Extract the entries in their exact form.

THE RECORDS:
**********
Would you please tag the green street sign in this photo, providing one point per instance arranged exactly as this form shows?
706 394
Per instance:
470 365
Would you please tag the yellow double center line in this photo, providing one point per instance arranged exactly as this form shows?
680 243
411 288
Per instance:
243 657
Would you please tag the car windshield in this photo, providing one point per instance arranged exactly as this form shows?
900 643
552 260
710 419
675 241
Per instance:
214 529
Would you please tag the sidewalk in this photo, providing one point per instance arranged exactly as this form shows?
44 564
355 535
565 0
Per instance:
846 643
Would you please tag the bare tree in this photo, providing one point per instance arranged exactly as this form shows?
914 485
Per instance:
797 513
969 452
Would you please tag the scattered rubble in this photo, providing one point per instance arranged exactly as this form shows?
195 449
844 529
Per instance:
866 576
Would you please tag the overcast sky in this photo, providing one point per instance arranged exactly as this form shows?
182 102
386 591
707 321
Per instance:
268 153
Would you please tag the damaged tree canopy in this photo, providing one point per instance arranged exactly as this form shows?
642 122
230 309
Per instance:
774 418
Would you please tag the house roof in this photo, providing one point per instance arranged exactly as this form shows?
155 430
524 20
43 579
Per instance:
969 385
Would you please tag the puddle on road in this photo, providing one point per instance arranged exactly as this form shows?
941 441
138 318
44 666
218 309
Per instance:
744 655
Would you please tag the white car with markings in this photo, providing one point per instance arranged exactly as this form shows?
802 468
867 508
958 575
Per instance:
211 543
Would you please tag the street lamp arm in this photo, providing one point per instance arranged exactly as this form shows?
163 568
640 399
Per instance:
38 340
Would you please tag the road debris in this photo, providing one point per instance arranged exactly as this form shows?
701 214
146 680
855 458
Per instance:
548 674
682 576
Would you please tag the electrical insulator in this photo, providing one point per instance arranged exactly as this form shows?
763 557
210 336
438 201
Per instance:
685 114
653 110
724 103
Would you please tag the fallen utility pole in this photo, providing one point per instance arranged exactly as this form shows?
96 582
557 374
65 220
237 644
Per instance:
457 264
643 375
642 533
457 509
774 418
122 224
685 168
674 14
**********
EXERCISE RESPONSE:
Would you please tag the green street sign in this photo, providing one point per instance arranged exactly as this form shows?
706 394
Per instance:
470 365
Would you please tag the yellow double center line in this photo, providing one point per instance arranged exactly as this form shows?
680 243
411 288
Per instance:
243 657
Would you please tag the car windshield in this photo, providing one point per instance arranged exactly as this form shows?
900 643
552 260
710 419
675 241
Per instance:
214 529
Would you please tag the sidewalk in this photo, providing one point per instance arranged exactly as this form shows?
44 564
355 535
565 0
Per instance:
846 643
Would you please tag the bare tree in this photo, providing one point per instance arranged exactly as this form shows?
914 485
Per instance:
797 513
969 452
Would you please tag the scattered rubble in this photo, providing one point per instance arranged exactly as this form shows?
195 449
844 529
Per instance:
866 576
Would you please tag the overcast sky in this photo, providing one point per instance arranged exactly as this form shows?
182 102
386 591
707 321
Per instance:
268 153
Would you please tag the damaged tree canopy in this photo, providing one point per instance arranged exactly as this form shows?
642 122
230 309
Per instance:
774 418
Would you please tag the house roof in this photo, providing one point per instance arranged exactly as this form shows?
155 430
524 20
43 579
Per instance:
969 385
Would you please tag the puddle on road in this photo, providing one point per instance arranged exactly as this form shows?
941 441
138 318
44 666
218 309
Per instance:
744 655
Would you please tag the white car with markings in this photo, providing one point per instance arranged exactly as this form shows?
802 468
867 508
958 575
Per instance:
211 543
Would you please tag the street lamp arm in this photo, providing one point per instance arranged exactly as this form shows?
163 568
640 399
Per instance:
38 340
Would you please tag the road debris in this photo, providing one point per instance arranged exactly as this form shows?
701 214
146 680
855 458
Per instance:
548 674
682 576
Would you please tag the electrical insulator in this photo, providing one point per instance arranged exactly as this form shows?
763 557
210 336
438 201
Per instance:
685 114
653 110
724 103
Would you please tag the fallen utility pole in this photo, providing one point per instance arranged exactly as this form shows?
96 582
557 374
65 220
237 644
Per instance:
457 264
643 375
642 533
457 509
774 418
122 224
685 168
674 14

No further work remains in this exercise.